▸ Source extract:
* * *

Ruby is also a bit of a contrived example. Ruby looks a lot like you could come to it from Java and know most of it, but metaprogramming actually takes a long time and a lot of work to really figure out.

Similarly, Ruby has many different little variants -- Rails, Rake, various sorts of DSLs -- and that adds significantly to the time to learn it.

Really learning Ruby is learning several similar languages, which makes two years a much harder number to achieve.

C++ could easily have been like that if it had different constellations of features that were routinely used in different ways by the same programmers. Imagine if there were a whole "C++ tools" subculture that used templates extensively but differently, along with one or two other nontrivial features (say, multiple inheritance and exceptions) used in specific ways with specific non-compiler-mandated rules.

You'd have to learn, in effect, about another programming language's worth of material to program fluently within that subculture.

Ruby has several of those.


If you are already an expert programmer who knows a few similar languages, then sure.

If you are already an expert programmer who knows different languages, then two years may be enough, or it may not.

If you are not already an expert programmer, then two years is unlikely to be enough. Peter Norvig suggests it may take ten years to become an expert: http://norvig.com/21-days.html

Example: I have been programming for a little over ten years (though not all of that time was professional programming); have a degree in software engineering; have worked in telecoms, web development and recently in embedded systems; have used C, C++, Java and Python professionally; I am a self-described language enthusiast who likes to tinker with, try out and apply a variety of languages (factor, scheme, clojure, prolog, ocaml, haskell and a few more to a lesser extent). BUT I still learn new things about the languages I use. I still feel I have a lot more to learn. I first started using Python in 2001 or 2002 and I still find myself learning useful new things.

So, sure, you can learn enough to effectively use a language in a lot less than two years, but I think it will take a lot lot longer to learn "everything you ever needed to know about a language".

* * *

Extracted records

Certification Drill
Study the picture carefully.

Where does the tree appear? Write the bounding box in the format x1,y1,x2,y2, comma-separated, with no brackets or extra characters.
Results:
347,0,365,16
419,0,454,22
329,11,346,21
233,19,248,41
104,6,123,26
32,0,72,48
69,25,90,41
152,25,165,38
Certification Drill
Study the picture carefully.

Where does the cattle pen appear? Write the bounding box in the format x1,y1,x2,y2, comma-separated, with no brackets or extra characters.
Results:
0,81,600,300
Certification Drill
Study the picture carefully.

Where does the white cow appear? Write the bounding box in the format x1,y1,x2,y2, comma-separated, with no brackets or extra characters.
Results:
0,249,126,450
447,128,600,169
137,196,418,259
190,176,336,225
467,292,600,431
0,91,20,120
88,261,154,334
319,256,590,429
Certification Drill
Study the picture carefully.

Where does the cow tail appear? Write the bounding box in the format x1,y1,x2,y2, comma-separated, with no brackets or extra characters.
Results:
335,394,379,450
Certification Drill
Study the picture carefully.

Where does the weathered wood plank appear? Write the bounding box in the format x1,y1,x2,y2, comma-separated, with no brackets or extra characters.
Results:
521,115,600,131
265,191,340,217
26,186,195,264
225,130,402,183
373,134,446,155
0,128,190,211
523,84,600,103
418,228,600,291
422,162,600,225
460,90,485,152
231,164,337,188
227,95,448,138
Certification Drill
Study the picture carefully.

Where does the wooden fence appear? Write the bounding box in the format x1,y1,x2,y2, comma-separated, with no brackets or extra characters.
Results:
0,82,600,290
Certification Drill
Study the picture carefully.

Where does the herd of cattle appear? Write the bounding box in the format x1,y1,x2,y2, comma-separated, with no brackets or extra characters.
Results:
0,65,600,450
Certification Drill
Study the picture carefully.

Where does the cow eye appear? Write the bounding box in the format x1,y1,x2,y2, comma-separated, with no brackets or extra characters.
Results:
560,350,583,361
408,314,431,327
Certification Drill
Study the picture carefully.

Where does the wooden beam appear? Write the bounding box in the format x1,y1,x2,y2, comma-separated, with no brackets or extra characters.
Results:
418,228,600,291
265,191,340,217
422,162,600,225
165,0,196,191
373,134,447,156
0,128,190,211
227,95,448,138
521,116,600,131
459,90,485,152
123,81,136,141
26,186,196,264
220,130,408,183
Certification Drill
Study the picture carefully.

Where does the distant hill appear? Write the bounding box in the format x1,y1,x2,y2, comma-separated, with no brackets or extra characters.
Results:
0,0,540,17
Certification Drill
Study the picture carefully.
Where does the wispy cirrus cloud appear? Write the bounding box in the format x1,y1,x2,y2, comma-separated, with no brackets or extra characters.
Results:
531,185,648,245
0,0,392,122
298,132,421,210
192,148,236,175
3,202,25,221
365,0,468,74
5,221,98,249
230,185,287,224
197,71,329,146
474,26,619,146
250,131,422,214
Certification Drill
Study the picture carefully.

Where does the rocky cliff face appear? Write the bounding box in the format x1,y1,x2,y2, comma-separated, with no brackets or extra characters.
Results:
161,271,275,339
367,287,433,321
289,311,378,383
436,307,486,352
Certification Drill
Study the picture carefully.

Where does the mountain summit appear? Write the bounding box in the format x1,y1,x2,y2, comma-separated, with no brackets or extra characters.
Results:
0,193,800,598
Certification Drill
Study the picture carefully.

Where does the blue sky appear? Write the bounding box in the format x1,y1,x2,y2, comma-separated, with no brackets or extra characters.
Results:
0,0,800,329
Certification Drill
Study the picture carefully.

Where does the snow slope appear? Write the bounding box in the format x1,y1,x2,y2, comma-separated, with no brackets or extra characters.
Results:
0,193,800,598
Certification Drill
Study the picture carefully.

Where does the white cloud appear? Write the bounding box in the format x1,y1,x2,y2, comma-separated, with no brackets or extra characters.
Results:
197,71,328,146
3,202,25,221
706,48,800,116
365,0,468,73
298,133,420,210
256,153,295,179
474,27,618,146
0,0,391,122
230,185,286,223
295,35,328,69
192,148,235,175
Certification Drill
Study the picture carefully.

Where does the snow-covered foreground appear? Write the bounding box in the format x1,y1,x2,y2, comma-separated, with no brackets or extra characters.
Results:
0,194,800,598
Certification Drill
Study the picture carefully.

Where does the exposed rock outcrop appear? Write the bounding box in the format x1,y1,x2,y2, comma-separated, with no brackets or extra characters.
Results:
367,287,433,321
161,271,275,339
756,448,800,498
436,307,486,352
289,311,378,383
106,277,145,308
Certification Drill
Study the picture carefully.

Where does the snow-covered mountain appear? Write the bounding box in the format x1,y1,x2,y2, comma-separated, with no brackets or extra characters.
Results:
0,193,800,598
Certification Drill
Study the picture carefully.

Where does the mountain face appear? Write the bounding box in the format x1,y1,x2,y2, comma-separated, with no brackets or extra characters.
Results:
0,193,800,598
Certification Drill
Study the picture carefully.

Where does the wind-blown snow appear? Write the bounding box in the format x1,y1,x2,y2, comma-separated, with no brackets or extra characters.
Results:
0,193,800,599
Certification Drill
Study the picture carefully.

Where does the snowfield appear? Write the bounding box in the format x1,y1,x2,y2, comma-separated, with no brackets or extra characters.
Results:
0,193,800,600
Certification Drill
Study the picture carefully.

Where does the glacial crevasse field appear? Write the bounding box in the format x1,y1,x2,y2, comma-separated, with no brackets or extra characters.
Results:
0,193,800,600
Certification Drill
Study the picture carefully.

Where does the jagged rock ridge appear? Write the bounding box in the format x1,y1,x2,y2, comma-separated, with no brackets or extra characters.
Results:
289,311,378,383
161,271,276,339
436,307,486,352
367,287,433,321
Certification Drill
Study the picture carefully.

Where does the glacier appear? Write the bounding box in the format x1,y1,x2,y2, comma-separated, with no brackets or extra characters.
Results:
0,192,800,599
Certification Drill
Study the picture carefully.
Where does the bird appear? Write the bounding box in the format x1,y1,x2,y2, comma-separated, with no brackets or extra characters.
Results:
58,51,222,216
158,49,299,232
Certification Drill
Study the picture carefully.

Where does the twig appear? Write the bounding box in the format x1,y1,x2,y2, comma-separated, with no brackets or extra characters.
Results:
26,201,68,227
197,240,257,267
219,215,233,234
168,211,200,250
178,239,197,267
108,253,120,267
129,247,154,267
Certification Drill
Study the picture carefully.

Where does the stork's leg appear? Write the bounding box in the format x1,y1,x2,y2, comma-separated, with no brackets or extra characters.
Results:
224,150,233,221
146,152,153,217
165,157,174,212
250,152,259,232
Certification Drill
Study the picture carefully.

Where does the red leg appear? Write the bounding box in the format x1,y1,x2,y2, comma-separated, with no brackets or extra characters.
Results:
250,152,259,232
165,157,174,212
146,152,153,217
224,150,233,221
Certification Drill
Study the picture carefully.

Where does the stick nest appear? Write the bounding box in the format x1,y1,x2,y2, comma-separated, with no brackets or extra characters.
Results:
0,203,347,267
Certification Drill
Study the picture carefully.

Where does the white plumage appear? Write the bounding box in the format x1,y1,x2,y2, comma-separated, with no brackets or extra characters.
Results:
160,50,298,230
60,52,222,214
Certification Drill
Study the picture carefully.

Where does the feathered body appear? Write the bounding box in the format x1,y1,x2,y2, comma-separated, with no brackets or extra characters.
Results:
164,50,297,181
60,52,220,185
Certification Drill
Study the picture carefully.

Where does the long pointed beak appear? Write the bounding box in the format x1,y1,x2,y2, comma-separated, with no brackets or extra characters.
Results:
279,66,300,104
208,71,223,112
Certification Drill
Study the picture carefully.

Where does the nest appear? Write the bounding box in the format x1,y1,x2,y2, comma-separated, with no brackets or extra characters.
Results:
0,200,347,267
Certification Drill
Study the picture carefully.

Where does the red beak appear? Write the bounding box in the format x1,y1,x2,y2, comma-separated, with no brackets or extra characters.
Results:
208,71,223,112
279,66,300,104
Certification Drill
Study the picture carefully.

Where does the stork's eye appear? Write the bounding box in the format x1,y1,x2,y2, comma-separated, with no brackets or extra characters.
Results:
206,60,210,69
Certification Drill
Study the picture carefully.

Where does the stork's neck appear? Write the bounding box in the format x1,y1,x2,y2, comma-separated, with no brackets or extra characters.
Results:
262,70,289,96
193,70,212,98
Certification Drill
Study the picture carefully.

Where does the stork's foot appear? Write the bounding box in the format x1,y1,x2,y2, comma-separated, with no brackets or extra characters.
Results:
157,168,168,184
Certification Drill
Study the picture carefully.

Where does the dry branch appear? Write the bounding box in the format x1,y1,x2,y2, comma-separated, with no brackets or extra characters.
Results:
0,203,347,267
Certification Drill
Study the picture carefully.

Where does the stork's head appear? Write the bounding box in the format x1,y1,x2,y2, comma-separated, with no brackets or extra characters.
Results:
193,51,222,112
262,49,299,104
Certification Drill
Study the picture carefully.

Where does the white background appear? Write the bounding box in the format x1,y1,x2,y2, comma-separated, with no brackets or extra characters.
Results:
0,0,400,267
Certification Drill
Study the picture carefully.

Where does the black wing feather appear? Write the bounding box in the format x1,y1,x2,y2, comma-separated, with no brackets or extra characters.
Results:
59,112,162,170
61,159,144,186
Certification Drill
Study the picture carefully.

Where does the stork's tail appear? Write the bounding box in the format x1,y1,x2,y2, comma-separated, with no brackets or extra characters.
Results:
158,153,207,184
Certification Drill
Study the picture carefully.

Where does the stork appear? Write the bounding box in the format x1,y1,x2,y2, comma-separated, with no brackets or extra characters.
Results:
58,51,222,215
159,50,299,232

* * *

▸ Requirement:
In the text about learning programming languages, how long does Peter Norvig suggest it may take to become an expert?

▸ Output for this exercise:
Ten years.